## Exercise
Rewrite every item below, substituting "place a single point" for each occurrence of "drop one marker" and leaving everything else unchanged.

## Start Given entries

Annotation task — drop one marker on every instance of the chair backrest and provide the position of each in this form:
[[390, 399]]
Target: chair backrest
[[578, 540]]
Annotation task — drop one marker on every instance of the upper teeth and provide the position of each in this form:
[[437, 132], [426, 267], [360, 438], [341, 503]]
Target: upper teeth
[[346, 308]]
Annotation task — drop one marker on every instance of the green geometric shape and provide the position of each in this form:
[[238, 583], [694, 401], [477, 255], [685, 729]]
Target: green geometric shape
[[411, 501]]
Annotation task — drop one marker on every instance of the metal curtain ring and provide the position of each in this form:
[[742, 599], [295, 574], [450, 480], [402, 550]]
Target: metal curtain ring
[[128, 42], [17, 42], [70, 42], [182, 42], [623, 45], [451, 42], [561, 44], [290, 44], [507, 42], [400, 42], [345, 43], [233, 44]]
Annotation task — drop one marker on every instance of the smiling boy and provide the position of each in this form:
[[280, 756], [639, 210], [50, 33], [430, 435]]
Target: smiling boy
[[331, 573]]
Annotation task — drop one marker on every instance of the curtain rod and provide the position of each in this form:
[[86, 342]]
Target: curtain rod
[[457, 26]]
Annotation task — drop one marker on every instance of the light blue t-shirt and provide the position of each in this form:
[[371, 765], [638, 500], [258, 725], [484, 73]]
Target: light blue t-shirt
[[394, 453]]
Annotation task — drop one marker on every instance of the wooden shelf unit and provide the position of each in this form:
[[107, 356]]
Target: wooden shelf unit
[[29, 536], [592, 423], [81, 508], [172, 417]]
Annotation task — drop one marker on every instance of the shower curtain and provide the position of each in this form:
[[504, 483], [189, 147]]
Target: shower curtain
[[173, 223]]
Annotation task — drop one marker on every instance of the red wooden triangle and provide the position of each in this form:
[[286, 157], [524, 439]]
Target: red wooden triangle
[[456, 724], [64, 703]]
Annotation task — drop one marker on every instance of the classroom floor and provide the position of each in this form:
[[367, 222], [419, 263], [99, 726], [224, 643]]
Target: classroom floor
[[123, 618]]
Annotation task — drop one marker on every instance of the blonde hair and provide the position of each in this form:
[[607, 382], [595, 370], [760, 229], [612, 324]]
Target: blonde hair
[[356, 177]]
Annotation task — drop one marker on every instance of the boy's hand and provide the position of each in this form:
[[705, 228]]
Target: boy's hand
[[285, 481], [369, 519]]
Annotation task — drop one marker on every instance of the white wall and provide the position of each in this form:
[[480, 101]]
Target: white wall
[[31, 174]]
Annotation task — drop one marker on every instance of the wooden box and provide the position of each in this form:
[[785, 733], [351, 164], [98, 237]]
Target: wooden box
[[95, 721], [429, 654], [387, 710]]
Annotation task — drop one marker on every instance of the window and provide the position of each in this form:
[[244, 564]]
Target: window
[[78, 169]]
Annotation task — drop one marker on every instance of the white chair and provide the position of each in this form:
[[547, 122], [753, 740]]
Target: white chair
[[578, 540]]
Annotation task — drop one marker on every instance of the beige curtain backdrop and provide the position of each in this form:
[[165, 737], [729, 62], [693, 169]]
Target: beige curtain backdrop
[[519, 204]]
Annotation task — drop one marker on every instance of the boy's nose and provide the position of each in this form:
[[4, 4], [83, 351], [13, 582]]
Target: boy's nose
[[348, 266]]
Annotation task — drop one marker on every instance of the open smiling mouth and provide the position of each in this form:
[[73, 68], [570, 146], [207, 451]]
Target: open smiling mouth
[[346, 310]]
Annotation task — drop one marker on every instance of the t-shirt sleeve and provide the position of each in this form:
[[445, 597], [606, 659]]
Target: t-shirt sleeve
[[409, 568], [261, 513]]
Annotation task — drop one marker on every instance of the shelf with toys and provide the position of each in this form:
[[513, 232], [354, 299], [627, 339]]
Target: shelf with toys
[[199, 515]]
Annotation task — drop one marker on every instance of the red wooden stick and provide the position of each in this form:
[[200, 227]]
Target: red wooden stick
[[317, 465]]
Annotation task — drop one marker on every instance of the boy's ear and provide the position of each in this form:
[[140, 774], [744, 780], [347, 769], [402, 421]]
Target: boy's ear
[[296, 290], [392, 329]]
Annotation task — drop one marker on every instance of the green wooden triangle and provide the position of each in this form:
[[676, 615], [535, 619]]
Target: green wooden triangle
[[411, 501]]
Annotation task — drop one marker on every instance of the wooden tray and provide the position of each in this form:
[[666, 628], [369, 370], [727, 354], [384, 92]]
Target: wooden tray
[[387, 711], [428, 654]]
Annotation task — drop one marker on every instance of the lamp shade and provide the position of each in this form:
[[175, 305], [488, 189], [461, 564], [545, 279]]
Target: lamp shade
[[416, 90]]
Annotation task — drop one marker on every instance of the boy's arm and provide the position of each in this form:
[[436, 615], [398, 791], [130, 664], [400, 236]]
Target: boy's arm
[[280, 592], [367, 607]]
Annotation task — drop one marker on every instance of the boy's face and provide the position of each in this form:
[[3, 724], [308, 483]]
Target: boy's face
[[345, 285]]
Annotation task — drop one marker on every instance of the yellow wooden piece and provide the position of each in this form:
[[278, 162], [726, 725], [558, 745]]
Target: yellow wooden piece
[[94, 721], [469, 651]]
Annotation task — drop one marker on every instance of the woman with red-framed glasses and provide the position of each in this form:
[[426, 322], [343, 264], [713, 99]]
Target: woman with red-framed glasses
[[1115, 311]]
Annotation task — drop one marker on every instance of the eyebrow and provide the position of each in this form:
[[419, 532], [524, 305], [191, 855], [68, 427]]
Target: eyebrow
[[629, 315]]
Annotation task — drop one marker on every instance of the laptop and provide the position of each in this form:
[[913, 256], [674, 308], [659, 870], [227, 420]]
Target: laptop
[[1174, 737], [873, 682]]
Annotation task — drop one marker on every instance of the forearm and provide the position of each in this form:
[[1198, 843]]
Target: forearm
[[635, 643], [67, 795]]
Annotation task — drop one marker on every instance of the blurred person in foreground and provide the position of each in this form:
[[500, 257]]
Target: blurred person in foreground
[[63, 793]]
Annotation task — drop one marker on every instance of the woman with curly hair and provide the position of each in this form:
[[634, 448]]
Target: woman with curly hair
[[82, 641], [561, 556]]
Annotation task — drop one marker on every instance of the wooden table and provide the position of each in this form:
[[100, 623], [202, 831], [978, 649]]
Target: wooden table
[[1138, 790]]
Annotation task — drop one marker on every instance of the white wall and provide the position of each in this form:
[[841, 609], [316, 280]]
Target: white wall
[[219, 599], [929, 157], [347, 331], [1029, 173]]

## End Given entries

## Output of the exercise
Annotation task — place a single point on every instance of the chair backrest and provide the position of each in this form:
[[390, 399]]
Target: chair backrest
[[578, 540]]
Annotation task — place a single point on every instance of the upper teeth and provide the position of each in this form:
[[437, 132], [426, 267], [360, 438], [341, 503]]
Target: upper teeth
[[346, 308]]
Annotation task — place a single point on every instance of the green geometric shape and provide the position of each in this form:
[[238, 583], [694, 401], [477, 255], [685, 729]]
Target: green geometric shape
[[411, 501]]
Annotation task — place a single point on every instance of the metal curtain ring and provide the position of each in this form:
[[742, 599], [295, 574], [450, 480], [402, 550]]
Target: metal curtain ring
[[128, 42], [17, 42], [70, 42], [182, 42], [623, 45], [451, 42], [561, 44], [290, 44], [507, 42], [400, 42], [345, 43], [233, 44]]
Annotation task — place a single point on every instance of the smiling boy and provide the position of each in this form:
[[280, 756], [639, 210], [50, 33], [430, 435]]
Target: smiling boy
[[331, 573]]
Annotation task — place a single point on every instance of the curtain rod and provide the position of each in this form:
[[86, 342]]
Target: curtain rod
[[457, 26]]
Annotation task — place a single point on every instance of the light blue t-shirt and provide the position of each in this form:
[[371, 765], [638, 500], [258, 725], [484, 73]]
Target: light blue t-shirt
[[394, 453]]
Annotation task — place a single point on every instance of the wooden shelf unit and provide the position of each in this form:
[[107, 356]]
Target: wooden shelf unit
[[29, 536], [592, 423], [81, 508], [172, 417]]
Annotation task — place a single point on every instance of the shower curtain and provide the position of each in this form:
[[504, 483], [189, 147]]
Target: shower curtain
[[173, 223]]
Annotation task — place a single point on every instance of the red wooden triangle and provide the position of each in this form:
[[286, 157], [524, 439]]
Target: red wooden triangle
[[456, 724], [64, 703]]
Annotation task — place a single point on every instance of the classroom floor and provide the position of each in this form:
[[367, 222], [419, 263], [99, 726], [224, 643]]
Target: classroom floor
[[123, 618]]
Annotation task — place a single point on every instance of the blonde hair and provide the position of each in this form:
[[607, 382], [595, 370], [760, 229], [612, 324]]
Target: blonde hair
[[356, 177]]
Annotation task — place a single point on every instance of the boy's hand and provide the position of each in this form:
[[705, 228]]
Target: boy's hand
[[285, 481], [369, 519]]
Annotation task — place a single point on every instance of the white wall and provide the position of each in this form:
[[480, 101]]
Target: white wall
[[31, 174]]
Annotation task — place a single point on every instance of the wooden box and provide the position of each in this form:
[[785, 733], [351, 164], [98, 237]]
Target: wooden box
[[95, 721], [429, 654], [387, 710]]
Annotation task — place a single point on every instance of the window and provide the position of each in this form:
[[244, 564]]
Target: window
[[78, 169]]
Annotation task — place a single point on every instance of the white chair and provide the position of each in this form:
[[547, 122], [753, 740]]
Target: white chair
[[578, 540]]
Annotation task — place a single point on every instance of the beige curtain backdrop and provide the position of each in this form:
[[165, 737], [729, 62], [693, 169]]
Target: beige curtain backdrop
[[519, 204]]
Annotation task — place a single point on every instance of the boy's nose and provide the position of each in this form:
[[4, 4], [83, 351], [13, 582]]
Target: boy's nose
[[348, 266]]
Annotation task — place a single point on every instance of the open smiling mouth and provide the position of each in this form:
[[73, 68], [570, 146], [207, 451]]
Target: open smiling mouth
[[346, 310]]
Annotation task — place a single point on every instance of the t-shirt sleeve and provide the position of each in this form:
[[445, 597], [606, 659]]
Target: t-shirt sleeve
[[409, 568], [261, 513]]
Annotation task — place a single point on every instance of the shelf with toys and provide the position of each in this form:
[[513, 232], [354, 299], [627, 339]]
Target: shelf with toys
[[199, 515]]
Annotation task — place a single point on every instance of the red wooden stick and provide the position of each in this form:
[[200, 227]]
Target: red wooden stick
[[317, 465]]
Annotation task — place a single point on every instance of the boy's ear and provide the position of each in this form:
[[140, 774], [744, 780], [347, 769], [402, 421]]
Target: boy's ear
[[296, 290], [392, 329]]
Annotation task — place a single point on every instance of the green wooden triangle and provide the position of each in this form:
[[676, 615], [535, 619]]
Target: green wooden triangle
[[411, 501]]
Annotation task — place a single point on every instance of the wooden tray and provide the position of each in this form:
[[666, 628], [369, 370], [727, 354], [384, 92]]
Target: wooden tray
[[387, 711], [428, 654]]
Annotation task — place a single point on every instance of the lamp shade and provide the position of each in this form:
[[175, 305], [488, 189], [461, 564], [545, 279]]
Target: lamp shade
[[416, 90]]
Annotation task — place a single point on every instance of the boy's arm and provide the position of each in this form:
[[436, 615], [398, 791], [130, 664], [400, 236]]
Target: boy's arm
[[280, 592], [367, 607]]
Annotation task — place a single point on every instance of the boy's face and provide the position of each in this form:
[[3, 724], [308, 483]]
Target: boy's face
[[345, 285]]
Annotation task — place a single point on every instance of the yellow wooden piece and provide the position of each in this form:
[[278, 162], [726, 725], [558, 745]]
Target: yellow wooden piece
[[94, 721], [469, 651]]
Annotation task — place a single point on every instance of the woman with red-framed glasses and provide the position of each in this form:
[[426, 322], [343, 264], [713, 99]]
Target: woman with red-framed glasses
[[1115, 311]]
Annotation task — place a single point on every instance of the eyebrow and provide the position of each in this form:
[[419, 532], [524, 305], [191, 855], [68, 427]]
Target: eyebrow
[[629, 315]]
Annotation task — place a single point on every instance of the laptop and provide the position of each in this form:
[[913, 256], [674, 308], [659, 870], [227, 420]]
Target: laptop
[[1174, 737], [873, 682]]
Annotation task — place a single point on every instance of the forearm and provide the position of each in this form:
[[1198, 843]]
Target: forearm
[[635, 643], [67, 795]]
Annotation task — place a single point on every instance of the blurred person in foreground and provide the position of each in this form:
[[500, 257]]
Target: blurred person in foreground
[[63, 793]]
Annotation task — place a single point on every instance of the woman with curly hair and provide the position of each in this form:
[[634, 448]]
Target: woman with curly hair
[[82, 641], [561, 556]]
Annotation task — place a single point on every instance of the wooden table and provide the position of each in this form:
[[100, 623], [202, 831], [978, 649]]
Target: wooden table
[[1138, 790]]
Annotation task — place a single point on every instance of the white wall and provide the position of each in this form:
[[841, 609], [316, 280]]
Target: white wall
[[219, 599], [929, 157], [347, 331], [1029, 173]]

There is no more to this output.